== Records for this exercise ==
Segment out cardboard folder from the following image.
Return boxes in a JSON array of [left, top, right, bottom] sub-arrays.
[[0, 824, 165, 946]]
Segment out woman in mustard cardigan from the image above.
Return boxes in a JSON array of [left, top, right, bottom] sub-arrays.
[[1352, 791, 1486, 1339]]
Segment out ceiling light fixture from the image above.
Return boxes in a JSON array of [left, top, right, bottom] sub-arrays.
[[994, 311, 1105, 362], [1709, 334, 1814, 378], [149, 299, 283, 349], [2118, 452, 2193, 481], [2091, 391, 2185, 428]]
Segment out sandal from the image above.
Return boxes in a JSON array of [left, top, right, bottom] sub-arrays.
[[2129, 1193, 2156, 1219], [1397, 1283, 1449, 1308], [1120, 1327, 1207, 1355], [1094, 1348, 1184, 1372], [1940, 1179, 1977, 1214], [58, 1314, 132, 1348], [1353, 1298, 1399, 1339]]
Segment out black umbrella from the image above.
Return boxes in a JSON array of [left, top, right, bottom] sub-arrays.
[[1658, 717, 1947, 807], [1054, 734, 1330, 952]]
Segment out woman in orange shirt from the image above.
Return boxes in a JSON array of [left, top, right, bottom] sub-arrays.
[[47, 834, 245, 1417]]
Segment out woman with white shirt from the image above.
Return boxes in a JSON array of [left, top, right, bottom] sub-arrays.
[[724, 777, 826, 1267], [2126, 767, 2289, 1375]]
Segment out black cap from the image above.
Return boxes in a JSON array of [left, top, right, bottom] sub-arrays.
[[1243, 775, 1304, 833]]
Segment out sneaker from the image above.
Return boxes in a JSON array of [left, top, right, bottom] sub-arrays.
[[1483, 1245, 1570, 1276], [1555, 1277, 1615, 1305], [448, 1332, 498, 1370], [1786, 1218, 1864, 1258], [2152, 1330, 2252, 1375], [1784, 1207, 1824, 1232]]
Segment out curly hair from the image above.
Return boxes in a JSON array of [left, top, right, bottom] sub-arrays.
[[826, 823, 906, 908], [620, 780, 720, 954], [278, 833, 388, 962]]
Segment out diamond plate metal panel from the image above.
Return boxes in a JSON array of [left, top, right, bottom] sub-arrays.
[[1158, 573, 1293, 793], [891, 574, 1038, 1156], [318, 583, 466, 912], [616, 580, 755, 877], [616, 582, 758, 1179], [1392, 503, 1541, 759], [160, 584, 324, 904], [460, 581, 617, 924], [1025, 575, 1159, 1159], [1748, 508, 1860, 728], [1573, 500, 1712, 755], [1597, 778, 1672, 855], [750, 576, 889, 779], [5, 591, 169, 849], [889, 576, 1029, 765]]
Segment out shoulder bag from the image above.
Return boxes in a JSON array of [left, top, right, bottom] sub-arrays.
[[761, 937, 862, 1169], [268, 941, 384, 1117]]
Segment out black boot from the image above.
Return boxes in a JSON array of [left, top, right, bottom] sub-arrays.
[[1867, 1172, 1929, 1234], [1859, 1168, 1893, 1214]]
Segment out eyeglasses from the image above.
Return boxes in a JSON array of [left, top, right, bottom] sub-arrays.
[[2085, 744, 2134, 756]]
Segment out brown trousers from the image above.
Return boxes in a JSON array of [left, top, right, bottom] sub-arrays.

== Work request ==
Each line above needs to be output again, exactly as shown.

== Result ==
Segment out cardboard folder from the following image.
Return boxes in a JSON array of [left, top, right, bottom] sub-arrays.
[[0, 824, 165, 946]]
Segment out woman in mustard cardigan from the image above.
Return boxes in a JSON array of [left, top, right, bottom] sub-arrays.
[[1352, 791, 1486, 1339]]
Segment out ceiling light fixture from the image above.
Return boxes in a JSON array of [left, top, right, bottom] sub-arrays.
[[994, 311, 1105, 362], [1709, 334, 1814, 378], [149, 299, 283, 349], [2118, 452, 2193, 481], [2091, 391, 2185, 428]]
Segment out sandal from the image above.
Return boxes in a JSON array of [left, top, right, bottom] sub-arrays.
[[2129, 1193, 2156, 1219], [1397, 1283, 1449, 1308], [1120, 1327, 1207, 1355], [1094, 1348, 1184, 1372], [1940, 1179, 1977, 1214], [58, 1314, 132, 1348], [1353, 1298, 1399, 1339]]
Segment out black umbrella from the image above.
Return boxes in a JSON array of [left, top, right, bottom] sub-arrays.
[[1658, 717, 1947, 807], [1054, 734, 1330, 952]]
Segment out woman in orange shirt from the image above.
Return boxes in a JSON array of [left, top, right, bottom] sub-arrays.
[[47, 834, 245, 1417]]
Segment out woman with white shirt from the image above.
Return boxes in a JSON array of [left, top, right, bottom] sub-arrays.
[[724, 777, 826, 1267], [2126, 767, 2289, 1375]]
Segment out black cap from the image above.
Return boxes in a JSON array of [left, top, right, bottom] sub-arrays.
[[1243, 775, 1304, 833]]
Segment out sneaker from the image above.
Return boxes in a JSON array of [left, top, right, bottom] sub-arrays.
[[1483, 1245, 1570, 1276], [1555, 1277, 1615, 1305], [448, 1332, 498, 1370], [1786, 1218, 1864, 1258], [2152, 1330, 2252, 1375], [1784, 1207, 1824, 1232]]
Segment out curly hair from the image above.
Return boxes in a JSON array of [left, top, right, bottom] sub-arrays.
[[826, 823, 906, 908], [620, 780, 720, 954], [278, 833, 388, 962]]
Segment out diamond plate metal panel from the image above.
Return boxes in a JSON array of [left, top, right, bottom] sub-arrays.
[[1158, 573, 1293, 793], [891, 574, 1038, 1156], [318, 583, 466, 912], [616, 580, 755, 877], [616, 582, 758, 1179], [1392, 503, 1541, 759], [160, 584, 324, 904], [460, 581, 617, 924], [1025, 575, 1159, 1159], [1748, 508, 1860, 728], [1573, 500, 1712, 755], [1597, 778, 1672, 855], [750, 576, 889, 779], [5, 591, 169, 849], [889, 576, 1029, 765]]
Segment out shoulder bag from the image above.
Return boxes in a JSON array of [left, top, right, bottom] sub-arrays.
[[761, 937, 862, 1169], [268, 941, 384, 1117]]
Segment out black boot from the image above.
Return boxes in a JSON array of [left, top, right, bottom] sub-arrays.
[[1867, 1172, 1929, 1234], [1859, 1168, 1893, 1214]]
Segment out eyeglasses from the image above.
Return boxes in a JSON array of [left, top, right, bottom] sub-arrays.
[[2085, 744, 2134, 756]]
Segment out brown trousers from the image above.
Return boxes in a JSON array of [left, top, right, bottom] sub-arrays.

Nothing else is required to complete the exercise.